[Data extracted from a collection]
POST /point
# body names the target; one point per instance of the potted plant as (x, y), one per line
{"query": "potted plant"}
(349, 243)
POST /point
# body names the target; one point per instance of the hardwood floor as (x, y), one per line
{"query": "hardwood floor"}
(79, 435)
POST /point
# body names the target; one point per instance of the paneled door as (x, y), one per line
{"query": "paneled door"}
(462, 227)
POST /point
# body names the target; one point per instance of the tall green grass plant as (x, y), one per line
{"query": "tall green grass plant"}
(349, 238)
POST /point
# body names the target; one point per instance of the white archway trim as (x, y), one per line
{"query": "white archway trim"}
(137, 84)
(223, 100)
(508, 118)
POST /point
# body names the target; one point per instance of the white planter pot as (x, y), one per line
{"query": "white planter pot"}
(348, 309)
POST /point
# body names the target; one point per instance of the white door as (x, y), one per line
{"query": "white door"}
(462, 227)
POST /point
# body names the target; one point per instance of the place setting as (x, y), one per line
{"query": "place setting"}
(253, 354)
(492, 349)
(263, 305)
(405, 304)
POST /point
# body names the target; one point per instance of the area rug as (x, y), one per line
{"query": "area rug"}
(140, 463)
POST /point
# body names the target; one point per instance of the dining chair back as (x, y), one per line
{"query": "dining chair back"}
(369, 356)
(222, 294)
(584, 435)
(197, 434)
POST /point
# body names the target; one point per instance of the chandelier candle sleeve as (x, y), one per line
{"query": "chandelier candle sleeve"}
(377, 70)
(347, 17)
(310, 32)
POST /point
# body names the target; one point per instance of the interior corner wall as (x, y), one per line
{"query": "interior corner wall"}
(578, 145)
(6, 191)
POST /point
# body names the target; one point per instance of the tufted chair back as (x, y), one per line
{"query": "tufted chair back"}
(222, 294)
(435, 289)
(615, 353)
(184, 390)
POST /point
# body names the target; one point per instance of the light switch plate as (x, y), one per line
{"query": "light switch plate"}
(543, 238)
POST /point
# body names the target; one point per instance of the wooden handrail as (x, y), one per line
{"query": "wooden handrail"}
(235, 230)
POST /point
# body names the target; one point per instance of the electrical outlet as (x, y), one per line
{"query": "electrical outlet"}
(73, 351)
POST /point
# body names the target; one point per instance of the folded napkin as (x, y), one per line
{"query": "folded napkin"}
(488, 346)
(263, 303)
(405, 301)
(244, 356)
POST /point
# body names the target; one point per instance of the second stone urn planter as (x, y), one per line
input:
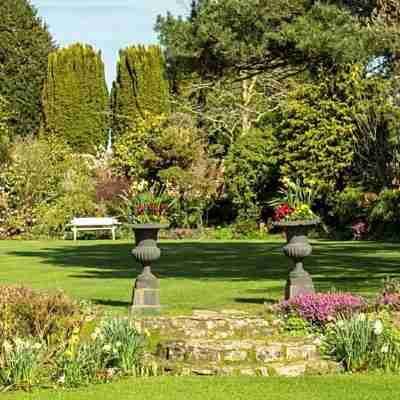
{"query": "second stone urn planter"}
(146, 292)
(298, 248)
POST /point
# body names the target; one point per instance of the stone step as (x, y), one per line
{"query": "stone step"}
(311, 367)
(210, 325)
(236, 351)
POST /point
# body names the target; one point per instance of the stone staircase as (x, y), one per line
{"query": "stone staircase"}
(231, 343)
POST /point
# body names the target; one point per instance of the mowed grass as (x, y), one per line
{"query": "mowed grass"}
(373, 387)
(211, 275)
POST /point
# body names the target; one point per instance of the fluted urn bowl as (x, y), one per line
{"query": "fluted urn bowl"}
(298, 248)
(146, 235)
(146, 292)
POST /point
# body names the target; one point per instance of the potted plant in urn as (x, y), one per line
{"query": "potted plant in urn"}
(293, 213)
(146, 212)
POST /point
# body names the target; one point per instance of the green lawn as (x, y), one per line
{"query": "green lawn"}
(365, 387)
(214, 275)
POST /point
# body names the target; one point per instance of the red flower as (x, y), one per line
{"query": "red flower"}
(282, 211)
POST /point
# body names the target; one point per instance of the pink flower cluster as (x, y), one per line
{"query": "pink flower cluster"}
(360, 230)
(391, 300)
(320, 308)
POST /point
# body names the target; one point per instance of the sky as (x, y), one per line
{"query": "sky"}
(108, 25)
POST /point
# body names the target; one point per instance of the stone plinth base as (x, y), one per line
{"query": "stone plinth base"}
(146, 293)
(298, 284)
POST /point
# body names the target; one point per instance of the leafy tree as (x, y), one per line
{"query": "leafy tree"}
(235, 38)
(141, 87)
(75, 98)
(314, 130)
(25, 43)
(251, 171)
(4, 129)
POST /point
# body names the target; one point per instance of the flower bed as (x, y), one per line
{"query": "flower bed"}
(321, 308)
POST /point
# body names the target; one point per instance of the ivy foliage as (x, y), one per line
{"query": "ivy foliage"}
(25, 44)
(75, 98)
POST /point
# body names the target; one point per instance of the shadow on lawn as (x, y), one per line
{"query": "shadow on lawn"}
(342, 265)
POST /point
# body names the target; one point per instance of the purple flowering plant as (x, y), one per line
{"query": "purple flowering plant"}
(321, 308)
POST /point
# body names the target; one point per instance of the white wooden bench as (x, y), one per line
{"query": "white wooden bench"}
(93, 224)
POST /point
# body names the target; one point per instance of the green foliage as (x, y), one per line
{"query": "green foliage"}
(250, 170)
(141, 87)
(20, 363)
(385, 214)
(126, 342)
(349, 206)
(75, 98)
(297, 326)
(132, 151)
(171, 151)
(115, 348)
(146, 207)
(294, 194)
(364, 343)
(4, 130)
(234, 37)
(314, 129)
(42, 188)
(25, 43)
(48, 317)
(376, 115)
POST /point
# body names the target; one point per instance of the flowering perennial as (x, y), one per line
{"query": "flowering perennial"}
(321, 308)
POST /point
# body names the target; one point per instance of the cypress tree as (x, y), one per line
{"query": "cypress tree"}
(75, 98)
(25, 44)
(141, 86)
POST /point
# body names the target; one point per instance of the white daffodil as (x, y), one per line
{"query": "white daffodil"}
(385, 348)
(378, 327)
(340, 323)
(107, 347)
(361, 317)
(7, 346)
(37, 346)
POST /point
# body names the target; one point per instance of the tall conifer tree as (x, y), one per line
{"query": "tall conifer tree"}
(75, 98)
(25, 44)
(141, 86)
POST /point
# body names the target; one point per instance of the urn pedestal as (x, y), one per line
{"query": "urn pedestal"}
(146, 291)
(298, 248)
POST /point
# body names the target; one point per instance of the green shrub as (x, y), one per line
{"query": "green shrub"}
(44, 188)
(349, 206)
(48, 317)
(363, 342)
(20, 362)
(385, 213)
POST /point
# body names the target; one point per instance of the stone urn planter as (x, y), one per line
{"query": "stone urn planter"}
(298, 248)
(146, 291)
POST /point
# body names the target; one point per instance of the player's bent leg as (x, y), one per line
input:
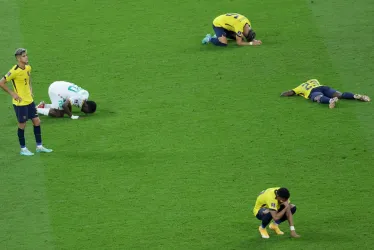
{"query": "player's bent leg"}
(363, 98)
(333, 102)
(206, 39)
(38, 136)
(265, 216)
(329, 92)
(219, 41)
(43, 111)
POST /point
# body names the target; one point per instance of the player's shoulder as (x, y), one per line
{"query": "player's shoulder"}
(12, 72)
(15, 68)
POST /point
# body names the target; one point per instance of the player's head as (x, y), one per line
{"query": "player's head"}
(21, 55)
(249, 33)
(282, 194)
(89, 107)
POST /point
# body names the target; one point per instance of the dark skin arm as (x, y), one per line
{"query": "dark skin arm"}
(56, 113)
(288, 93)
(67, 108)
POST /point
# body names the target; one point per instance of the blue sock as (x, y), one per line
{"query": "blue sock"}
(21, 137)
(348, 95)
(216, 42)
(324, 100)
(38, 135)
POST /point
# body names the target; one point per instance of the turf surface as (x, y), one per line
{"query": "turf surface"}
(186, 135)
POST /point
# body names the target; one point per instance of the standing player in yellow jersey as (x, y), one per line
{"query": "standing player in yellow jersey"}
(232, 26)
(274, 204)
(313, 90)
(23, 102)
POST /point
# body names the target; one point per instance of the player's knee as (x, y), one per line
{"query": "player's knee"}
(22, 125)
(317, 98)
(222, 39)
(36, 121)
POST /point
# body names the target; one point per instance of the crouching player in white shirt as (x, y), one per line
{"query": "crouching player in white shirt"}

**Your task:** How many lines of the items above contain the string "potted"? Give only the number.

**Correct result:** 4